WORK INSTRUCTIONS: Print out the entries that follow exactly, missing none.
^^^^
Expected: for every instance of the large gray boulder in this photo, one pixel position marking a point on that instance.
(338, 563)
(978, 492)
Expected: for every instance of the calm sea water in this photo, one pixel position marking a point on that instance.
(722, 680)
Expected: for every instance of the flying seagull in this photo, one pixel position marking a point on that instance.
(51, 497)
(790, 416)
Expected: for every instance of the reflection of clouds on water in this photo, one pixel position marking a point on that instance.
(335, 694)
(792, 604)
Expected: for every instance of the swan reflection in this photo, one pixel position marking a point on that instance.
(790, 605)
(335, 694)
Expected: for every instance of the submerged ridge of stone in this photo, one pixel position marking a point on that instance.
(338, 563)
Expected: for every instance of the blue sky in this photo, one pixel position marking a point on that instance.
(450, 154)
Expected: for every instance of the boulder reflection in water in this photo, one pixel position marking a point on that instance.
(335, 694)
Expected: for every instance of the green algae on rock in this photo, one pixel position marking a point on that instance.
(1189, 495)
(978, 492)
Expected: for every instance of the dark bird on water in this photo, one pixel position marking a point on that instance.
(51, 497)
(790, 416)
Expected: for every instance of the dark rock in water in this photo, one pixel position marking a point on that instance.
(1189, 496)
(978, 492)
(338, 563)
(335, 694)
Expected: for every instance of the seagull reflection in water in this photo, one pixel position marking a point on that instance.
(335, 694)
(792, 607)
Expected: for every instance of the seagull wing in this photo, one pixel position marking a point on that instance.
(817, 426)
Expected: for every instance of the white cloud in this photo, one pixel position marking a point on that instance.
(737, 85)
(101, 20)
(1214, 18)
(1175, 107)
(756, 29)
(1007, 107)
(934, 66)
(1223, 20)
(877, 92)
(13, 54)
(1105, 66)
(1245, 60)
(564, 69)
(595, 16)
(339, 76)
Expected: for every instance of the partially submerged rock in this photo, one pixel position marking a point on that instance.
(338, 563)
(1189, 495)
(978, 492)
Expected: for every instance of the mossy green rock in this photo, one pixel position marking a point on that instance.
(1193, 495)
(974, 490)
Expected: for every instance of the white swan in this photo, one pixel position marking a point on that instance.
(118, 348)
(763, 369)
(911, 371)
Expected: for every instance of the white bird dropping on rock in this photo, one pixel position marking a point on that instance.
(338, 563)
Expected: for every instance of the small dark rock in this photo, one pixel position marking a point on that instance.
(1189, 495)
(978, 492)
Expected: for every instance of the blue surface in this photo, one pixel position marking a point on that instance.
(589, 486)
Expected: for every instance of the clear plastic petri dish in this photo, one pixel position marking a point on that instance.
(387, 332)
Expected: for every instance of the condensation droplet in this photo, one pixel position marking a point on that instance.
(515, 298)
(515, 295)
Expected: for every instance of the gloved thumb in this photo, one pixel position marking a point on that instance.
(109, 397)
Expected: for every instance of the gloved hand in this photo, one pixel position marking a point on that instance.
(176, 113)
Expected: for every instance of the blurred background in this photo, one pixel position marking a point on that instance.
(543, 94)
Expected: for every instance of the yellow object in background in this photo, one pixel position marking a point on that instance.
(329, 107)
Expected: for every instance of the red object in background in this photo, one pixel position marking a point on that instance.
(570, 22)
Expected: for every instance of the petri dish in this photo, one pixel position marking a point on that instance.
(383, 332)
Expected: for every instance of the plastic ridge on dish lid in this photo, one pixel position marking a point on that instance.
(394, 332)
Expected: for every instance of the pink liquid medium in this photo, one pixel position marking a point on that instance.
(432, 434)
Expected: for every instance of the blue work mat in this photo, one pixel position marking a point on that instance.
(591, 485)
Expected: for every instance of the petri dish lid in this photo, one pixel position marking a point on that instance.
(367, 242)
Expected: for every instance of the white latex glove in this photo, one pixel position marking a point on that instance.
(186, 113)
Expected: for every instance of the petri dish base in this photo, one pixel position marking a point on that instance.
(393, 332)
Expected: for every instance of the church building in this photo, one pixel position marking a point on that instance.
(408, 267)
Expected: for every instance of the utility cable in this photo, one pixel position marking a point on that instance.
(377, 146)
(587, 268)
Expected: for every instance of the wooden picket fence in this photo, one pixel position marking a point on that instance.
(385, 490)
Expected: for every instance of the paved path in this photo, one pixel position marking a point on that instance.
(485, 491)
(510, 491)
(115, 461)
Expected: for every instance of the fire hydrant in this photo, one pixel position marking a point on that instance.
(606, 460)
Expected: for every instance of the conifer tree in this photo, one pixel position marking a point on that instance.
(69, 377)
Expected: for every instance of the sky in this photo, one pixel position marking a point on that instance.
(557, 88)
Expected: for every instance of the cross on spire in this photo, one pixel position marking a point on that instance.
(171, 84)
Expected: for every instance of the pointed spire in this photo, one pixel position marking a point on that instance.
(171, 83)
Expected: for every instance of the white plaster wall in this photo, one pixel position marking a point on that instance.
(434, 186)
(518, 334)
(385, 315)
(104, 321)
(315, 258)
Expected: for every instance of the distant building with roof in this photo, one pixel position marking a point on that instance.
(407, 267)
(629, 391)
^^^^
ANSWER FOR THIS EXERCISE:
Expected: for every instance of the large gray boulder in this photo, one pixel position marking a point on that instance.
(338, 563)
(978, 492)
Expected: for every instance of the calm sea water in this photo, one pixel position marking a point on that instance.
(722, 680)
Expected: for every instance of the flying seagull in this photo, one pixel position marking a point on that instance.
(51, 497)
(790, 416)
Expected: for every instance of the reflection of clouds on water in this photo, one pixel position marking a point on that instance.
(335, 694)
(792, 604)
Expected: for every instance of the swan reflection in this photo, one pixel position marking a point on that instance.
(790, 605)
(335, 694)
Expected: for every instance of the submerged ridge of stone in this photo, one pixel position marking a point on that instance.
(338, 563)
Expected: for every instance of the blue sky in this photo, one pixel position marking a point on that instance.
(450, 154)
Expected: for every instance of the boulder reflection in water in this photo, one pixel position marking a point on that instance.
(335, 694)
Expected: for every instance of the green algae on rock in this photo, one pixel position marking a point on that instance.
(1189, 495)
(978, 492)
Expected: for every instance of the dark bird on water in this photo, one pixel position marking a point on that instance.
(51, 497)
(790, 416)
Expected: for every instance of the dark rock in water in this photo, one pixel position marking a point on that instance.
(1189, 496)
(978, 492)
(338, 563)
(335, 694)
Expected: for every instance of the seagull reflection in water in this photo, one pixel position marking a point on that instance.
(335, 694)
(792, 607)
Expected: for every instance of the seagull wing in this photo, one pixel position marking a point on that instance.
(817, 426)
Expected: for every instance of the white cloud in this photo, one pixel position marking a point on that instance.
(737, 85)
(101, 20)
(1214, 18)
(1175, 107)
(756, 29)
(1007, 107)
(934, 66)
(1223, 20)
(877, 92)
(13, 54)
(1105, 66)
(1245, 60)
(564, 69)
(595, 16)
(339, 76)
Expected: for every instance of the partially submerged rock in this photo, one pixel position marking a point on that instance.
(338, 563)
(1189, 495)
(978, 492)
Expected: for every instance of the mossy green rock in this photo, one pixel position marking a point on that instance.
(1193, 495)
(974, 490)
Expected: for every instance of the white swan in this photo, one pixel position marking a point on that instance.
(118, 348)
(763, 369)
(911, 371)
Expected: for every instance of the white bird dropping on rock in this photo, one pixel position marking a point on that instance.
(338, 563)
Expected: for every instance of the small dark rock in this photo, one pixel position marking a point on that instance.
(1189, 495)
(978, 492)
Expected: for every instance of the blue surface in this photo, one pixel position marking a point on that instance.
(589, 486)
Expected: for every instance of the clear plastic petri dish in this photo, one pixel position marking a point on that instance.
(387, 332)
Expected: for every instance of the condensation droplet in this photo, one pixel position marking a point on that instance.
(515, 298)
(515, 295)
Expected: for every instance of the gloved thumb in this photo, one pixel position marking a point on that instance.
(109, 397)
Expected: for every instance of the gloved hand in this photo, one pixel position marking a point on that instance.
(176, 113)
Expected: for every instance of the blurred background in this photo, one pixel position marking a point on that instance.
(543, 94)
Expected: for every instance of the yellow object in background in this photo, one pixel position marking a point on that instance.
(329, 107)
Expected: for every instance of the red object in background in this photo, one pixel position marking a point on that instance.
(570, 22)
Expected: for every instance of the petri dish in this photo, one pixel position marking a point on that instance.
(383, 332)
Expected: for every instance of the plastic ridge on dish lid in this photo, one pixel position marking a point on that instance.
(394, 332)
Expected: for every instance of the pink liquid medium in this photo, one pixel position marking a point on that instance.
(432, 434)
Expected: for every instance of the blue work mat in this photo, one pixel position marking a point on that instance.
(591, 485)
Expected: for every instance of the petri dish lid in this photo, one pixel position marking a point on that instance.
(367, 242)
Expected: for every instance of the white latex glove in this photo, one pixel position marking a point on that instance.
(186, 113)
Expected: for every instance of the petri dish base in this photo, one pixel position marking a point on that instance.
(393, 332)
Expected: for every instance of the church building in this photo, one pixel position marking a point on that instance.
(408, 267)
Expected: for every instance of the utility cable in this photo, one pixel position marking a point on that instance.
(377, 146)
(587, 268)
Expected: for every instance of the wooden picket fence in this photo, one pixel position marking a point on that instance.
(385, 490)
Expected: for every instance of the paved path in this photo, one pixel position marking a point on that instance.
(485, 491)
(510, 491)
(115, 461)
Expected: for every instance of the fire hydrant in this photo, one pixel position marking a point on that instance.
(606, 460)
Expected: for every instance of the conifer tree in this photo, one pixel position marking a point on that instance.
(69, 377)
Expected: for every instance of the sky in this photo, one pixel position marking a point on that instance.
(557, 88)
Expected: for every instance of the cross on spire in this photo, one pixel position marking a point on that instance.
(171, 84)
Expected: for every instance of the pointed spire in this photo, one pixel position marking a point on that instance.
(171, 83)
Expected: for every instance of the white plaster wall in this photo, one pixel position marking a point on that instance.
(434, 186)
(518, 334)
(385, 315)
(104, 321)
(315, 258)
Expected: for every instance of the distant building with roof in this photo, one pixel position marking a point on that instance.
(407, 267)
(629, 391)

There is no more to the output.